(Natural-language object grounding data)
+-------+
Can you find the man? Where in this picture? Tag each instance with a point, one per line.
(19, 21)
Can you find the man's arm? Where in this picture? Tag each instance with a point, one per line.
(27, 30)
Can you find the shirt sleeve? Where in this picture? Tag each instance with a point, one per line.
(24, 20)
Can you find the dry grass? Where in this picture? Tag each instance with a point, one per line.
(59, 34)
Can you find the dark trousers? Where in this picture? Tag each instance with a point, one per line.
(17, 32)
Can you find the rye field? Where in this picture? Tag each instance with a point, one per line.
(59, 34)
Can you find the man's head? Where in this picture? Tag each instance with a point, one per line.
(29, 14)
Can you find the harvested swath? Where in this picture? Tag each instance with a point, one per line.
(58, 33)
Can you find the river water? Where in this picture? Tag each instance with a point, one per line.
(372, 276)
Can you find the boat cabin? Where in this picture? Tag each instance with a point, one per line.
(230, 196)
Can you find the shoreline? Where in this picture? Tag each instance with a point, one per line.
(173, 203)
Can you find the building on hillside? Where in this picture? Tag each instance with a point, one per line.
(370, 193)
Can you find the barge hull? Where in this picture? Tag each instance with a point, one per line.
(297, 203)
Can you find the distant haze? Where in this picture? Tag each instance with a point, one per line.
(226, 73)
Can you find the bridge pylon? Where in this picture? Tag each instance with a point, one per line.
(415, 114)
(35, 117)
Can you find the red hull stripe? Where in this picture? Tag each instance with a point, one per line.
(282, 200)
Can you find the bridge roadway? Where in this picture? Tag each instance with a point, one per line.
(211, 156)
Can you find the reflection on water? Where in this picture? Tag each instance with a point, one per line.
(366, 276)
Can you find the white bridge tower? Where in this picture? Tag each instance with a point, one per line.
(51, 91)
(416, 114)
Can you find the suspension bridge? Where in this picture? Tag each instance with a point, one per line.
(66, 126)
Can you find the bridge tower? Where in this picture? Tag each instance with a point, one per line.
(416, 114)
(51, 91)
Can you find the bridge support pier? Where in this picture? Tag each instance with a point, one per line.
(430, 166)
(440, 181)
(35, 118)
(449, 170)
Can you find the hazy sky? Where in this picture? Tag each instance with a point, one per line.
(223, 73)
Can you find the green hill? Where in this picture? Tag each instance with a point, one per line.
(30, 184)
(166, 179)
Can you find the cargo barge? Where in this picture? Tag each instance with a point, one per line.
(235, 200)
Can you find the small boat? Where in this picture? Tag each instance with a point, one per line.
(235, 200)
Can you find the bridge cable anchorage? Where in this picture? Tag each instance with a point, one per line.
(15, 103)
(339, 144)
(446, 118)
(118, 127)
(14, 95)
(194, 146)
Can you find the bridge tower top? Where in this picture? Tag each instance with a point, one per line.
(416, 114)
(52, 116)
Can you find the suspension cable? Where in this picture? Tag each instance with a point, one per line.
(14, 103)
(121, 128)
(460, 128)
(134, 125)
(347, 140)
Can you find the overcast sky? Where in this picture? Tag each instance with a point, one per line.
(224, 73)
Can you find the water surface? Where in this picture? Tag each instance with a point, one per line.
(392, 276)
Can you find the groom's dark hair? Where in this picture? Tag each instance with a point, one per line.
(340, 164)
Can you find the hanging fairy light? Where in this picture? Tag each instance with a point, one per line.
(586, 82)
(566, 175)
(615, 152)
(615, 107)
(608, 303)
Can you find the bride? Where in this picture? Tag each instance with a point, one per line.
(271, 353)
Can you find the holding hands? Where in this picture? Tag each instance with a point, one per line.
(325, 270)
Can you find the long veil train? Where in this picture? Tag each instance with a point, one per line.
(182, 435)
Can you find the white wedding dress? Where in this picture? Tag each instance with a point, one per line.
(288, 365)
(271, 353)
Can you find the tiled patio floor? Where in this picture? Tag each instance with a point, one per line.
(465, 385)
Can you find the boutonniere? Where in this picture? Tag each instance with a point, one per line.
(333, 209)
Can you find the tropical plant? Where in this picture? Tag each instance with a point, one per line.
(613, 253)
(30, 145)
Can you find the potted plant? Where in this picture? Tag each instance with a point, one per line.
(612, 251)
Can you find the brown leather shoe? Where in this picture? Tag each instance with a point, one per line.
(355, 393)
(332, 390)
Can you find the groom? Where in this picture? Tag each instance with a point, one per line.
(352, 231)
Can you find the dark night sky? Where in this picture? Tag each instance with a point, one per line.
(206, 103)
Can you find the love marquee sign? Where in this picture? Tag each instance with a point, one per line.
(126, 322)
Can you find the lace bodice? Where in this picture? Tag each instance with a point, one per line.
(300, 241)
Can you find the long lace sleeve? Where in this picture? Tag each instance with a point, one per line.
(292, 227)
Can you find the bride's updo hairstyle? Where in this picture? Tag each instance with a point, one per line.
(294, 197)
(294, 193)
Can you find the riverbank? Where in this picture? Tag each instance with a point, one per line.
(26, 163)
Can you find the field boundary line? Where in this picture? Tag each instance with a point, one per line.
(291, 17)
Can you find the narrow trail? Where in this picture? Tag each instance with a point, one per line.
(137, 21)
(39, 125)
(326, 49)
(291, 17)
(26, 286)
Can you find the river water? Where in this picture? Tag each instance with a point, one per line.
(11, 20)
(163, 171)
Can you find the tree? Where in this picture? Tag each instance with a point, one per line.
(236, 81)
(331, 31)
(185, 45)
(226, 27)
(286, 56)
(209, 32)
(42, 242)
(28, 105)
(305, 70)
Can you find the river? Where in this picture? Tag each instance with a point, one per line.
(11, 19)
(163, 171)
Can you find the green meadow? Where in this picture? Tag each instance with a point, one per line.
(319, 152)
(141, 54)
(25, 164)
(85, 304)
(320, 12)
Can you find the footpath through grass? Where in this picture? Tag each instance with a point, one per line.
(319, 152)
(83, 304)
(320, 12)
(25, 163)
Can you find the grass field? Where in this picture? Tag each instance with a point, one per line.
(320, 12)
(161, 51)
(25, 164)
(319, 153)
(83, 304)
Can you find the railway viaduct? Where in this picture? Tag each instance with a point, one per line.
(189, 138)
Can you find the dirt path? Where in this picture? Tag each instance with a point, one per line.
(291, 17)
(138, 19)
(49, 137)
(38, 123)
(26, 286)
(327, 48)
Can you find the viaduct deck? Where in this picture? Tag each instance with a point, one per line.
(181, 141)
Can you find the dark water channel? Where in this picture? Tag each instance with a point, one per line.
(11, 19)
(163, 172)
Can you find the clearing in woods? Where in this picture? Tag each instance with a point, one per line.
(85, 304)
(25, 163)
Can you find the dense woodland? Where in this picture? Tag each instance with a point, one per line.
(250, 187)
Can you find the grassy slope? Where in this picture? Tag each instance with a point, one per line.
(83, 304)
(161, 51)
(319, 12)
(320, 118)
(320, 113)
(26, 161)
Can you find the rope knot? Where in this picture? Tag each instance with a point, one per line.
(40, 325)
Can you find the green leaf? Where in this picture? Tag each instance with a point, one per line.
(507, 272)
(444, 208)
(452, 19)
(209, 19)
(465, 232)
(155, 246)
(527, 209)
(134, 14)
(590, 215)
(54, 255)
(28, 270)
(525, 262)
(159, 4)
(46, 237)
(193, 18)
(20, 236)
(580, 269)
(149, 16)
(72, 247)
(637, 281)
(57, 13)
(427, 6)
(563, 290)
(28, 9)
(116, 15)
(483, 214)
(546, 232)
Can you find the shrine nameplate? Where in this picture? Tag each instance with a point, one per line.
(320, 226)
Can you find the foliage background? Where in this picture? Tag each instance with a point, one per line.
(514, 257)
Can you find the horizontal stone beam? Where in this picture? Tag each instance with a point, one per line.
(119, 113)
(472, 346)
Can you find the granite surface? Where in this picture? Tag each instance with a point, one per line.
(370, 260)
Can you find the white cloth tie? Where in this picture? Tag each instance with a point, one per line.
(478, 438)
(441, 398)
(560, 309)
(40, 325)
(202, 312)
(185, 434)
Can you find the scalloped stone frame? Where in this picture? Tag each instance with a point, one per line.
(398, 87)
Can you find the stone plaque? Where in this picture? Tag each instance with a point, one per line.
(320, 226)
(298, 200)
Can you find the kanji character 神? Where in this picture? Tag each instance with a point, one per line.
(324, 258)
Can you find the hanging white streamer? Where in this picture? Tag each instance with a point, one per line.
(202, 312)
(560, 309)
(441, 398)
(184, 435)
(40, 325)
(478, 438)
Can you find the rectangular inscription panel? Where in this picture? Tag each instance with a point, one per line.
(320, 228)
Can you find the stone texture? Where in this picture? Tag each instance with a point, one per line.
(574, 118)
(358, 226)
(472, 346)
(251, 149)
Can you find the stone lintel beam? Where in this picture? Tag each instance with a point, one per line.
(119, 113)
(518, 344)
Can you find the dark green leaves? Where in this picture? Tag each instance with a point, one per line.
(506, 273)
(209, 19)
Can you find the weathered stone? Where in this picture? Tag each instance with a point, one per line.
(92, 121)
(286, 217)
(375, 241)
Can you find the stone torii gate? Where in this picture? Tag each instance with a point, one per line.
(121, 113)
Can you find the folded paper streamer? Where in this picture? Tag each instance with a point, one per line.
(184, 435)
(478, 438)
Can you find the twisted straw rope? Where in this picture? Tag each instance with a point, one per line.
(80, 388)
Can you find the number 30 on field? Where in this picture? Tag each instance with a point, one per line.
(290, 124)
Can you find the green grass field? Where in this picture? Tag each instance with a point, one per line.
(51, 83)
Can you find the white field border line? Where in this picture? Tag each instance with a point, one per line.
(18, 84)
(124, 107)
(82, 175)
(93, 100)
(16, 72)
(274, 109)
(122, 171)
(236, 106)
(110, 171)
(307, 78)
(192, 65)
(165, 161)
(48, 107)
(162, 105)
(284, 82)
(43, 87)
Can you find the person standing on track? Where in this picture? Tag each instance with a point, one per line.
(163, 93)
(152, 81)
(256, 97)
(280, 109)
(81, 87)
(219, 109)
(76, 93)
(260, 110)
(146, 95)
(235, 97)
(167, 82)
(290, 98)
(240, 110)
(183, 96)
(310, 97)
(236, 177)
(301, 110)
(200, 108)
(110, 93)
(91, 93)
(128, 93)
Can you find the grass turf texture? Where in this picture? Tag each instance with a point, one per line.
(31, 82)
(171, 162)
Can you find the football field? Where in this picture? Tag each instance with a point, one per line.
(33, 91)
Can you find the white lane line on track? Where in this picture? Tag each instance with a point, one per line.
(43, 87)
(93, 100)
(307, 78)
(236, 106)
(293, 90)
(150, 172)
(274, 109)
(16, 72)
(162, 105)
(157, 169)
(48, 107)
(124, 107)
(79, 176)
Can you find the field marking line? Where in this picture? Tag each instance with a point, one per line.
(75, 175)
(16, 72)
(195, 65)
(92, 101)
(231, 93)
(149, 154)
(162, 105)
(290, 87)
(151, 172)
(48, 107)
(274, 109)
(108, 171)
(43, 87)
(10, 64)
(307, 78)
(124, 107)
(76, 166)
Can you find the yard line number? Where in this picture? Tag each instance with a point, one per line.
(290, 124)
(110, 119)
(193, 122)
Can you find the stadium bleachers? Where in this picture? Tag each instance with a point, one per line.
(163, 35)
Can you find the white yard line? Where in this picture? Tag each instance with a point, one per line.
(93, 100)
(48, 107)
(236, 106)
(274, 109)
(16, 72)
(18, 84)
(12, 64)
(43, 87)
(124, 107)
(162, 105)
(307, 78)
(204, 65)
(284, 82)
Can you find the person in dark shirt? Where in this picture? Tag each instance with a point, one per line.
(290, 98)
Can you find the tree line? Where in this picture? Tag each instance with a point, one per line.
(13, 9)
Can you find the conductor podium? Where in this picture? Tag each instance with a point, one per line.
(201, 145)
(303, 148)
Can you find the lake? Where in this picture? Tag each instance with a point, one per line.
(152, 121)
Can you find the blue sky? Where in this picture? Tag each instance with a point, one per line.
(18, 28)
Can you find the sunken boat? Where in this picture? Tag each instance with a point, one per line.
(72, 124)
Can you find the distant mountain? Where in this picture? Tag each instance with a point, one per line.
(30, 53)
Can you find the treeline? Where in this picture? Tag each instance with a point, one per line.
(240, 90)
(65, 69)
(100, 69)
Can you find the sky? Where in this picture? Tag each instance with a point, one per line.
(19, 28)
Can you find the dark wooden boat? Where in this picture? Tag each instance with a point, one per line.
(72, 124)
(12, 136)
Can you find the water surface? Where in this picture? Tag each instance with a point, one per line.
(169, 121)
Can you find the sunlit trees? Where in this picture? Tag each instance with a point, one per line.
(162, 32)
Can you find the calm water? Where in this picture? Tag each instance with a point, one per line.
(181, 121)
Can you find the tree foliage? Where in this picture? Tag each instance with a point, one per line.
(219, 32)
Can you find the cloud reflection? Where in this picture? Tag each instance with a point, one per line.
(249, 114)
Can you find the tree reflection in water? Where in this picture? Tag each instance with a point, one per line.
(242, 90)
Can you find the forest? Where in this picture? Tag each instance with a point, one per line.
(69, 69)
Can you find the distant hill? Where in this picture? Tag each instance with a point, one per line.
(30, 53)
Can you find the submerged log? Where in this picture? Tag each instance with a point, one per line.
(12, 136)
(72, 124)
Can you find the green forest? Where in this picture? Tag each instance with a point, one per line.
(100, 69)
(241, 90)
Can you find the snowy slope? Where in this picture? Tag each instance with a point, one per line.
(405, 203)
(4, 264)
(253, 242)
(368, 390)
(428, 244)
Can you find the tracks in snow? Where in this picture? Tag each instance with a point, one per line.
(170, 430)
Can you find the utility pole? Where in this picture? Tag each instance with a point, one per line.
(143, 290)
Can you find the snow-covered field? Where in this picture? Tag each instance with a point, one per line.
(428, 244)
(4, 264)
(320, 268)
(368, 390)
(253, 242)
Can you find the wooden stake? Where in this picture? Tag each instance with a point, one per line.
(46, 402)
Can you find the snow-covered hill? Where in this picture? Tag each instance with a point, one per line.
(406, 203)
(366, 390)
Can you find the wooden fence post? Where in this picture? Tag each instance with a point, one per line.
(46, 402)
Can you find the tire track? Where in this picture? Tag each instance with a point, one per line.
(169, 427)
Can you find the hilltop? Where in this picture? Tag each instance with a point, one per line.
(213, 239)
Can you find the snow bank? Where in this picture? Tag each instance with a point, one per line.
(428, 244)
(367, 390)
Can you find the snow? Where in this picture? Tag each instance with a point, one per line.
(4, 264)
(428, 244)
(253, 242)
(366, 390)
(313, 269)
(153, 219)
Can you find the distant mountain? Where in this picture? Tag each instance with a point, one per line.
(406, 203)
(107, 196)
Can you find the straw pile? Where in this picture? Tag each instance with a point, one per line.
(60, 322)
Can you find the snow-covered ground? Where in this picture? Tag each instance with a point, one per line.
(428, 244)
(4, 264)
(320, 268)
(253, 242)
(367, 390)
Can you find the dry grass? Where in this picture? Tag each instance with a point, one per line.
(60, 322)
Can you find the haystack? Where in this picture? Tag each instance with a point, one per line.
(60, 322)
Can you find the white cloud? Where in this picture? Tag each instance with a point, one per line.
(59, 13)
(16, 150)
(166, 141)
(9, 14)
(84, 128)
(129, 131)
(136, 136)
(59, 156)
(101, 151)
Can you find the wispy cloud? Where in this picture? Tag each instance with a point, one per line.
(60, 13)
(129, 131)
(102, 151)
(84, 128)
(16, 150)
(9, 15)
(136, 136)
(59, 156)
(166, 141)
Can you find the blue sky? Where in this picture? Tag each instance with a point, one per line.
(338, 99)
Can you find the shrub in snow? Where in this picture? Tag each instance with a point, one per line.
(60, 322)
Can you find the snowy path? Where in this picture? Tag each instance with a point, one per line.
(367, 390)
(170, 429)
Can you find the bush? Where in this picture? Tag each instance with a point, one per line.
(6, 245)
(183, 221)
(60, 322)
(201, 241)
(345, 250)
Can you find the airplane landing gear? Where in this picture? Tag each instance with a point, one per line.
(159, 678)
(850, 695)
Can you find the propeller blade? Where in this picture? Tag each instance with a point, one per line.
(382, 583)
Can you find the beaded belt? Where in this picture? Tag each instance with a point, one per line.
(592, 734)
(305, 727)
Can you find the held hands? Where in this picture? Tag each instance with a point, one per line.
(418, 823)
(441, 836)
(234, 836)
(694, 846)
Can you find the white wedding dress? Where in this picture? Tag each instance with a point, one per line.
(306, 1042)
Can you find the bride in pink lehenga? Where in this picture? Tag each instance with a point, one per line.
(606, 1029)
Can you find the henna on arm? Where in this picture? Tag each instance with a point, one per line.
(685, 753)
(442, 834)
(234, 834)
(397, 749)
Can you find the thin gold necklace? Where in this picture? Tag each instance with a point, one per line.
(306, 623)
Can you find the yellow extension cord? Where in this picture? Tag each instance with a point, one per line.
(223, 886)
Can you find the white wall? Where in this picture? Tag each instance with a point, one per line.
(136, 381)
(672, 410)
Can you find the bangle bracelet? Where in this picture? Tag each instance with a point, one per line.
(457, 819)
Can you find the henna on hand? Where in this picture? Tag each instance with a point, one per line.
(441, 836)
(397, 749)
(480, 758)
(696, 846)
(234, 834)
+-------+
> _Work order_: Exactly the lines from the one containing "Can you find the bride in" through the final line of the records above are needed, copied word for word.

> _Solution to this problem_:
Can you find the bride in pink lehenga? Where in this picture? Tag each instance with a point, one per line.
(606, 1029)
Can you find the henna on arm? Where in this picture? Tag each instance with a point, one per line.
(685, 753)
(442, 834)
(234, 834)
(397, 749)
Can you find the thin gold necklace? Where in this picture? Tag each instance with a point, one per line.
(306, 623)
Can you find the yellow extension cord? Where in this picture? Tag each instance with a point, one per line.
(223, 886)
Can you find the white wall? Where in this picture? Tag each instance with a point, one per line.
(136, 381)
(672, 410)
Can you find the bangle bracelet? Where in this picture? Tag each instance with a point, one per line.
(457, 819)
Can you find the henna on hand? Where in this picture? Tag each instance with a point, one per line.
(441, 836)
(397, 749)
(480, 758)
(696, 846)
(234, 834)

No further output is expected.